**Short problem 1**: Reproduce the part of the pipeline description starting at "The Re-Align Red" and ending at "when scoring images.".
**Short problem 2**: List every image count given in the pipeline description, along with what each number of images is used for.

We present a GPU-accelerated pipeline for the Red Team track of the ICLR 2026 Re-Align Challenge. Starting from a diverse set of vision models selected via a vectorised Centered Kernel Alignment (CKA) matrix, we identify 1,000 images from the ImageNet validation split that produce maximally divergent representations across models. Divergence is scored via CKA-weighted pairwise cosine distances in a multi-scale randomised-PCA embedding space, and final image rankings are obtained by fusing scores across PCA scales through rank aggregation. The entire pipeline runs on a single H100 GPU.
The Re-Align Red Team challenge asks: which images cause the greatest disagreement in internal representations across vision models? Answering this requires both a scalable inter-model similarity metric and an efficient per-image disagreement score. We adopt Centered Kernel Alignment (CKA) as our similarity metric—consistent with the challenge evaluation protocol—and use it both to select a diverse reference set of models and to weight pairwise disagreements when scoring images.
For each model, activations are extracted from the designated layer using a forward hook registered via timm. Images are preprocessed with standard ImageNet normalisation (resize 256, centre-crop 224) and inference runs under torch.amp.autocast on a single H100. GPU memory is explicitly freed after each model. All images are drawn exclusively from the ImageNet validation split.
For CKA estimation, 2,048 images are subsampled. For divergence scoring, the full ImageNet validation set (~50k images) is used.
We use the unbiased HSIC estimator:
\[\text{HSIC}(K, L) = \frac{\operatorname{tr}(KL) + \dfrac{(\mathbf{1}^\top K \mathbf{1})(\mathbf{1}^\top L \mathbf{1})}{(n-1)(n-2)} - \dfrac{2\,(K\mathbf{1})^\top(L\mathbf{1})}{n-2}}{n(n-3)}\] \[\text{CKA}(K, L) = \frac{\text{HSIC}(K, L)}{\sqrt{\text{HSIC}(K,K)\cdot\text{HSIC}(L,L)}}\]All $K$ centred Gram matrices $G_i \in \mathbb{R}^{n \times n}$ are stacked into a single tensor $\mathbf{G} \in \mathbb{R}^{K \times n \times n}$. The three required pairwise quantities are computed in a fixed number of GPU kernel launches:
einsum("imn,jmn->ij", G, G)

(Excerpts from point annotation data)

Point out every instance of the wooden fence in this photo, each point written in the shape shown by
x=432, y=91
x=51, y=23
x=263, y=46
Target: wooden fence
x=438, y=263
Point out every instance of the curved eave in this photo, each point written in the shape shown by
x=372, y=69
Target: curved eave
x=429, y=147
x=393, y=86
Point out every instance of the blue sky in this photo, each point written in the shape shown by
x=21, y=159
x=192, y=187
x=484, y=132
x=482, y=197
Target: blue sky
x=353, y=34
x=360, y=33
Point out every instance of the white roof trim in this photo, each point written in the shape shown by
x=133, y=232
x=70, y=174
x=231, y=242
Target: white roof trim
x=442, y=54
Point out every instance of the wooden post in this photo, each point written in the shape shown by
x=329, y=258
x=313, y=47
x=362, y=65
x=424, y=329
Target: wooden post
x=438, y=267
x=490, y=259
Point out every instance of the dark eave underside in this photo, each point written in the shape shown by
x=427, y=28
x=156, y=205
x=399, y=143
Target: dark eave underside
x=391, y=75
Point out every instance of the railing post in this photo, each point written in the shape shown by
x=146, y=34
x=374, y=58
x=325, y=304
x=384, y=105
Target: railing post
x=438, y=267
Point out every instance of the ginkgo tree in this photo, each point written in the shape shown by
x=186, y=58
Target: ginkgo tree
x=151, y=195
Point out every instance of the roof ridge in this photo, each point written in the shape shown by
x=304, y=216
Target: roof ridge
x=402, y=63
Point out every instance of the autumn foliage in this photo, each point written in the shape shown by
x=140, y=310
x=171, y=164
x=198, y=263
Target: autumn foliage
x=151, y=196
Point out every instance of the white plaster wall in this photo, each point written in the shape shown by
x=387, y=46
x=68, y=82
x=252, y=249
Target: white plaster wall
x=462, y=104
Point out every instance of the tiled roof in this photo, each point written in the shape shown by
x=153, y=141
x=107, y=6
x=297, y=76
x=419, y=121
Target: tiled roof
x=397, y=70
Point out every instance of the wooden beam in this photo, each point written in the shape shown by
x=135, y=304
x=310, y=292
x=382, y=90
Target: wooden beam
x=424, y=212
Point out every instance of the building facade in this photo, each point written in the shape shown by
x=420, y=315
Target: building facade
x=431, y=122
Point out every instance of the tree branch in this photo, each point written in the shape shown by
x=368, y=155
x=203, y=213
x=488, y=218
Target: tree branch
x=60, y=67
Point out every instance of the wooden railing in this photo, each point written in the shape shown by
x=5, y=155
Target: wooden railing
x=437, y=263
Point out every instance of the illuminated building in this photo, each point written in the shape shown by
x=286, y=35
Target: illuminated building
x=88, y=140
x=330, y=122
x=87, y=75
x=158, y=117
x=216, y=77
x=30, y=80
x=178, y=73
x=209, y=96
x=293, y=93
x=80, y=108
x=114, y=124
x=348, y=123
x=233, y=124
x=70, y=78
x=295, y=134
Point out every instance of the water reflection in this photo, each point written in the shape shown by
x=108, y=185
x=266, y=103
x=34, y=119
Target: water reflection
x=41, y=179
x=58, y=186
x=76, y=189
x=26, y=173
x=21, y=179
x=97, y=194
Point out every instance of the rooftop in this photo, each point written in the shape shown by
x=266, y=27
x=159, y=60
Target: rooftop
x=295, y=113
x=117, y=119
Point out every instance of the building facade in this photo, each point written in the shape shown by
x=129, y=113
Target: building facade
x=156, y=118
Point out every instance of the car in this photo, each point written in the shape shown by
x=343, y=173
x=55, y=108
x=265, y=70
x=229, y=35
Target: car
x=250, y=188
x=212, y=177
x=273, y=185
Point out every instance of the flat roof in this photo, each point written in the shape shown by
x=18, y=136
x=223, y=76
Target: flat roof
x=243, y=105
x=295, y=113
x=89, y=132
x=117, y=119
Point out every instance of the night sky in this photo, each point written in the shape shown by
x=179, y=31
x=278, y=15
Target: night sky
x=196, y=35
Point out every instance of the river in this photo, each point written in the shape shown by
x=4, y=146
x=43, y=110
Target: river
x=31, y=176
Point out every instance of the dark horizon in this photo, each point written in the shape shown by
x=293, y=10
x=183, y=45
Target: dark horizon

**Output 1**:
The Re-Align Red Team challenge asks: which images cause the greatest disagreement in internal representations across vision models? Answering this requires both a scalable inter-model similarity metric and an efficient per-image disagreement score. We adopt Centered Kernel Alignment (CKA) as our similarity metric—consistent with the challenge evaluation protocol—and use it both to select a diverse reference set of models and to weight pairwise disagreements when scoring images.

**Output 2**:
- 1,000 images: the images identified from the ImageNet validation split that produce maximally divergent representations across models
- 2,048 images: subsampled for CKA estimation
- ~50k images: the full ImageNet validation set, used for divergence scoring